[Collected data]
——————
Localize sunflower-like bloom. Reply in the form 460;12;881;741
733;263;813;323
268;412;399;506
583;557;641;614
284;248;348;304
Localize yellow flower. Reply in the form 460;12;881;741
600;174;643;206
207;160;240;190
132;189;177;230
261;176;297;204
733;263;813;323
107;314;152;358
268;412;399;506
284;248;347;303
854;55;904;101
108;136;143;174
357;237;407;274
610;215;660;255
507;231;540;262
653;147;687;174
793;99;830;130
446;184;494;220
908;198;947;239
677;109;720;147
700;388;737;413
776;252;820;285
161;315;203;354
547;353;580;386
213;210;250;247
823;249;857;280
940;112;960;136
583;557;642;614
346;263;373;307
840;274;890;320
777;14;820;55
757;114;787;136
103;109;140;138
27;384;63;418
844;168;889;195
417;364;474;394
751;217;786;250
——————
● The task: Quote the data above in full, changing nothing.

● Solution below:
Localize sunflower-like bloom. Reply in the form 460;12;881;741
733;263;813;323
268;412;399;506
583;557;641;614
284;248;348;304
Localize yellow flower. Reply in the form 460;12;881;741
600;174;643;206
207;160;240;190
132;189;177;230
261;176;297;204
733;263;813;323
107;314;152;358
268;412;399;506
284;248;347;303
854;55;904;101
108;136;143;174
357;237;407;274
610;215;660;255
507;231;540;262
653;147;687;174
793;99;830;130
446;184;494;220
908;198;947;239
677;109;720;147
700;388;737;413
776;252;820;285
161;315;203;354
547;353;580;386
213;210;250;247
823;249;857;280
940;112;960;136
583;557;642;614
346;263;373;307
840;274;890;320
777;14;820;55
757;114;787;136
103;109;140;138
27;384;63;418
844;168;889;195
417;364;474;394
751;217;786;250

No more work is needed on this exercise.